::: DATA RECORDS :::
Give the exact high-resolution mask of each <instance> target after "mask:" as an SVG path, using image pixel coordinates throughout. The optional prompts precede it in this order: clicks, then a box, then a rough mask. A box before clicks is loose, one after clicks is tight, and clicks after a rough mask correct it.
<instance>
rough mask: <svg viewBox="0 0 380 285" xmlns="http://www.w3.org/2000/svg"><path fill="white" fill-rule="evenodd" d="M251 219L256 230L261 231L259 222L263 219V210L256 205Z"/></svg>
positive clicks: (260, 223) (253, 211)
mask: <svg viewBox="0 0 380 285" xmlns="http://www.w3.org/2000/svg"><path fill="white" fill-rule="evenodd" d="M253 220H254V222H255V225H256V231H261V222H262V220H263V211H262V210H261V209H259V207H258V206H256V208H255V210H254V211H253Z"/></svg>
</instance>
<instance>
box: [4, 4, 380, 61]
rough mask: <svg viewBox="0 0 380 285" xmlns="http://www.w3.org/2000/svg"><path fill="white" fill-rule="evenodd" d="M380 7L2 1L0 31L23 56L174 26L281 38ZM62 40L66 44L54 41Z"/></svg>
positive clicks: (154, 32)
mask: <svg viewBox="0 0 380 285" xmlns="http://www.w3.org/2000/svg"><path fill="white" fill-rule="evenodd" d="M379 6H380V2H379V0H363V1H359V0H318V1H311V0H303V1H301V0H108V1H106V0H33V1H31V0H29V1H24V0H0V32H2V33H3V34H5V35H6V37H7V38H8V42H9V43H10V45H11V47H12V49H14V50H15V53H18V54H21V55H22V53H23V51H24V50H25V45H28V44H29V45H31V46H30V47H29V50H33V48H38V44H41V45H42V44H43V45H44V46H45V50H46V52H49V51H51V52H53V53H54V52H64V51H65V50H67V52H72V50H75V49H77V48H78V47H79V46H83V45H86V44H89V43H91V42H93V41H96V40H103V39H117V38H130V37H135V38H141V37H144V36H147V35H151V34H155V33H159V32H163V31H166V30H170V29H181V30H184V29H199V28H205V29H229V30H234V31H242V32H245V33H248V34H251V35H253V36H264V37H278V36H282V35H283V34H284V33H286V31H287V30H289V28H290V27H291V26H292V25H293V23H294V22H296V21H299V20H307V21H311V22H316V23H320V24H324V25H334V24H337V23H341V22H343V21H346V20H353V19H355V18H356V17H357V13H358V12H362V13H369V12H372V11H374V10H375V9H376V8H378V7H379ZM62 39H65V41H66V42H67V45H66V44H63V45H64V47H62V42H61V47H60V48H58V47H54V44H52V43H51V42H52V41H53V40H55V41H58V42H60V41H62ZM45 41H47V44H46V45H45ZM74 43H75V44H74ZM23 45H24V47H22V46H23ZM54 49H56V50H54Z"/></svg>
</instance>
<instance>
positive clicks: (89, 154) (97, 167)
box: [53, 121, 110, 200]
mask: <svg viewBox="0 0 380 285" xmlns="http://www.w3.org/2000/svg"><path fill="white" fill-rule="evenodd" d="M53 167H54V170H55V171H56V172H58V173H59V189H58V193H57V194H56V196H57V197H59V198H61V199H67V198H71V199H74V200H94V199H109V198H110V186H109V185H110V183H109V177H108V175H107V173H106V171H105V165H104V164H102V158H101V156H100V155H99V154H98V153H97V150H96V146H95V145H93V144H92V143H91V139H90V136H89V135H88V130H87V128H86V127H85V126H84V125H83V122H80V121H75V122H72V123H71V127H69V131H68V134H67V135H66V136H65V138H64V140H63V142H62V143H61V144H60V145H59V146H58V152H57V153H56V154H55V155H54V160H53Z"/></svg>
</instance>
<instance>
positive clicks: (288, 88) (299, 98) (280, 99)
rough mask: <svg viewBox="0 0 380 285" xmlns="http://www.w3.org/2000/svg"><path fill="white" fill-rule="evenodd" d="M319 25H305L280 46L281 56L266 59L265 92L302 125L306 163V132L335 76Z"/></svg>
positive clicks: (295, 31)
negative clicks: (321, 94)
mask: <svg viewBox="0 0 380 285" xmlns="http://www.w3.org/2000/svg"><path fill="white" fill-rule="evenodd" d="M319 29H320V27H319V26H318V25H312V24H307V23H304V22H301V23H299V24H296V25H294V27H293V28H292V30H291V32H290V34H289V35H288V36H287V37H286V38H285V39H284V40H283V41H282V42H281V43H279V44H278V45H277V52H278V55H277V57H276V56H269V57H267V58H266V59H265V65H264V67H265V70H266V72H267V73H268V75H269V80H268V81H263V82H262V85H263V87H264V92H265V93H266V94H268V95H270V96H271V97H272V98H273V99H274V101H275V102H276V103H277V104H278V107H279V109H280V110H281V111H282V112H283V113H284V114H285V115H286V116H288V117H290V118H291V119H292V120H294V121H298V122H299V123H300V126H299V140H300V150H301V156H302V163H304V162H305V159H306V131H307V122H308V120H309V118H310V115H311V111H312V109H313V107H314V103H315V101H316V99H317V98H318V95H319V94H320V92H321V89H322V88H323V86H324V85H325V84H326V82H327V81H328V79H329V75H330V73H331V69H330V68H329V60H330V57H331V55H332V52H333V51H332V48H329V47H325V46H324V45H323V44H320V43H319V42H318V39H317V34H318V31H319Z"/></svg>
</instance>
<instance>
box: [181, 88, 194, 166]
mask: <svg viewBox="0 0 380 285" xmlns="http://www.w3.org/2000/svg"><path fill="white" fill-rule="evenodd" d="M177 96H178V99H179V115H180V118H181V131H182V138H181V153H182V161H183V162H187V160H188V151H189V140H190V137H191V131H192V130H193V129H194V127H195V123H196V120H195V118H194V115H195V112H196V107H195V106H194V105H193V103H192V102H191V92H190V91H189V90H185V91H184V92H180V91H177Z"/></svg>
:::
• _EXERCISE DETAILS_: Show every line of the records above that contains the word "rough", copying each line in full.

• _RESPONSE FOR THIS EXERCISE_:
Give the exact high-resolution mask of each <instance> target after "mask:" as an SVG path, using image pixel coordinates throughout. The optional prompts precede it in this order: clicks, then a box, then a rough mask. A box before clicks is loose, one after clicks is tight, and clicks after a rough mask correct it.
rough mask: <svg viewBox="0 0 380 285" xmlns="http://www.w3.org/2000/svg"><path fill="white" fill-rule="evenodd" d="M251 219L256 230L261 231L259 222L263 219V210L256 205Z"/></svg>
rough mask: <svg viewBox="0 0 380 285" xmlns="http://www.w3.org/2000/svg"><path fill="white" fill-rule="evenodd" d="M380 7L2 1L0 31L23 56L174 26L281 38ZM62 40L66 44L54 41Z"/></svg>
rough mask: <svg viewBox="0 0 380 285" xmlns="http://www.w3.org/2000/svg"><path fill="white" fill-rule="evenodd" d="M319 25H305L280 46L281 56L266 59L265 92L302 125L306 163V132L335 76Z"/></svg>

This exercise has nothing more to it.